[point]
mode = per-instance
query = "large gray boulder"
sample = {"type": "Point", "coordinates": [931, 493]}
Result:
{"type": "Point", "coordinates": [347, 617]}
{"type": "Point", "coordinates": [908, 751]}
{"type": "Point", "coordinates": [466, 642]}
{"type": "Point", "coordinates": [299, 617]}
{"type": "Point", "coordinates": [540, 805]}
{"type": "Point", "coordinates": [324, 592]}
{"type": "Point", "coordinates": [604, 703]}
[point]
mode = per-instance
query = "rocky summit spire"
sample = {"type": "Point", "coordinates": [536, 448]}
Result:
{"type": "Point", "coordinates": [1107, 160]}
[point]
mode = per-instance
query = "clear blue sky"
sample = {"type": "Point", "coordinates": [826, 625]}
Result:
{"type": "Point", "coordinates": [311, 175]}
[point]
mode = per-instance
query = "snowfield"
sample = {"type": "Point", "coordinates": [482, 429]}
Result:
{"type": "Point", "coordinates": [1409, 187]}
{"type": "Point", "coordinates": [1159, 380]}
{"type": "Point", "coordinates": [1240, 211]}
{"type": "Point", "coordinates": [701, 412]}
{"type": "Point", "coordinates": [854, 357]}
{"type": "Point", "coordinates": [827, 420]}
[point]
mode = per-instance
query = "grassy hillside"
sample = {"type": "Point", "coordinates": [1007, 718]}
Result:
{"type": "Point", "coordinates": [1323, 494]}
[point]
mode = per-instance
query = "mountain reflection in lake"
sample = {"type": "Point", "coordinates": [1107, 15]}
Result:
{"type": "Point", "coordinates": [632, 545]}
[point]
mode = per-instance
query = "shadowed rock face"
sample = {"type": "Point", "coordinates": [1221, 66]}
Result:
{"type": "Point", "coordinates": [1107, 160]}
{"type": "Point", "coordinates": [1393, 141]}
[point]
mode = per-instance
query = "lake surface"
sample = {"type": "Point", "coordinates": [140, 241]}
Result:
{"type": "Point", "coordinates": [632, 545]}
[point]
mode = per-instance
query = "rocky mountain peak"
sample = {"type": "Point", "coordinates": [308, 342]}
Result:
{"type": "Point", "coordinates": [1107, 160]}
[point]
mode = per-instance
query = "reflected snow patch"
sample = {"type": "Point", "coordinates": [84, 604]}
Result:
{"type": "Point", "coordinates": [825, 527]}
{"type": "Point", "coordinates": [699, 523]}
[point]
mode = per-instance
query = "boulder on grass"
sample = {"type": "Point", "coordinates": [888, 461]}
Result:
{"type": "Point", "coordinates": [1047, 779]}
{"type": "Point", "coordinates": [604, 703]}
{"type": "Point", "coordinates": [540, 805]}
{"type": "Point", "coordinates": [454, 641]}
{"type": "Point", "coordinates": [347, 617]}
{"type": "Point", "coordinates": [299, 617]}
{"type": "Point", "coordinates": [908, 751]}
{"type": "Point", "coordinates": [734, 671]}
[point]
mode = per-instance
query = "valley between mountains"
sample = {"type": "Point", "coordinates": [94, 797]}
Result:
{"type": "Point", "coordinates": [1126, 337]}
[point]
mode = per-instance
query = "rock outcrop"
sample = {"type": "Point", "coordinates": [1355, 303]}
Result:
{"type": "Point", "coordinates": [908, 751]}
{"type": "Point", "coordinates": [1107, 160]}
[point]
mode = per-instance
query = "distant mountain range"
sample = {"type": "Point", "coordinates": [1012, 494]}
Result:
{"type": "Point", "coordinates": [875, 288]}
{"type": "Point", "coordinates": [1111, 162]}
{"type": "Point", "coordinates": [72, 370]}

───

■ GIVEN REQUEST ■
Each line must be given again exactly as written above.

■ THE RESPONSE ■
[point]
mode = per-instance
query = "large gray boulder"
sample = {"type": "Point", "coordinates": [931, 493]}
Result:
{"type": "Point", "coordinates": [347, 617]}
{"type": "Point", "coordinates": [908, 751]}
{"type": "Point", "coordinates": [466, 642]}
{"type": "Point", "coordinates": [299, 617]}
{"type": "Point", "coordinates": [540, 805]}
{"type": "Point", "coordinates": [324, 592]}
{"type": "Point", "coordinates": [604, 703]}
[point]
mode = per-instance
query = "rocky summit spire"
sample = {"type": "Point", "coordinates": [536, 448]}
Result:
{"type": "Point", "coordinates": [1107, 160]}
[point]
mode = per-instance
query = "clear blue sky"
sample = {"type": "Point", "coordinates": [826, 625]}
Result:
{"type": "Point", "coordinates": [311, 175]}
[point]
mode = per-instance
query = "snowfield"
sample = {"type": "Point", "coordinates": [482, 429]}
Result:
{"type": "Point", "coordinates": [1409, 187]}
{"type": "Point", "coordinates": [1159, 380]}
{"type": "Point", "coordinates": [1240, 211]}
{"type": "Point", "coordinates": [701, 412]}
{"type": "Point", "coordinates": [854, 357]}
{"type": "Point", "coordinates": [827, 420]}
[point]
mode = per-instance
query = "grassy hillside"
sample = {"type": "Point", "coordinates": [1007, 718]}
Result:
{"type": "Point", "coordinates": [1323, 494]}
[point]
mode = per-instance
query = "mountain reflection in lake"
sample = {"type": "Point", "coordinates": [1107, 15]}
Result:
{"type": "Point", "coordinates": [632, 545]}
[point]
mode = per-instance
query = "shadowed rock face"
sample = {"type": "Point", "coordinates": [1221, 66]}
Result:
{"type": "Point", "coordinates": [1107, 160]}
{"type": "Point", "coordinates": [1393, 141]}
[point]
mode = per-instance
query = "lake surface"
sample = {"type": "Point", "coordinates": [140, 241]}
Result:
{"type": "Point", "coordinates": [632, 545]}
[point]
mode = per-instance
query = "rocky mountain peak"
sample = {"type": "Point", "coordinates": [308, 342]}
Result:
{"type": "Point", "coordinates": [1107, 160]}
[point]
mode = per-instance
query = "reflected snow patch"
sample = {"type": "Point", "coordinates": [84, 604]}
Result:
{"type": "Point", "coordinates": [825, 527]}
{"type": "Point", "coordinates": [699, 523]}
[point]
mode = per-instance
query = "boulder on grass"
sample = {"type": "Point", "coordinates": [888, 461]}
Result:
{"type": "Point", "coordinates": [1047, 779]}
{"type": "Point", "coordinates": [604, 703]}
{"type": "Point", "coordinates": [540, 805]}
{"type": "Point", "coordinates": [454, 641]}
{"type": "Point", "coordinates": [347, 617]}
{"type": "Point", "coordinates": [299, 617]}
{"type": "Point", "coordinates": [908, 751]}
{"type": "Point", "coordinates": [734, 671]}
[point]
mode = per-instance
query = "valley between mountains"
sample = {"type": "Point", "coordinates": [94, 797]}
Result:
{"type": "Point", "coordinates": [1126, 337]}
[point]
mode = per-instance
query = "rock outcrop"
sample = {"type": "Point", "coordinates": [1355, 303]}
Result:
{"type": "Point", "coordinates": [908, 751]}
{"type": "Point", "coordinates": [1107, 160]}
[point]
mode = per-instance
query = "distant mountain range"
sample = {"type": "Point", "coordinates": [1012, 494]}
Result:
{"type": "Point", "coordinates": [875, 288]}
{"type": "Point", "coordinates": [1111, 162]}
{"type": "Point", "coordinates": [72, 370]}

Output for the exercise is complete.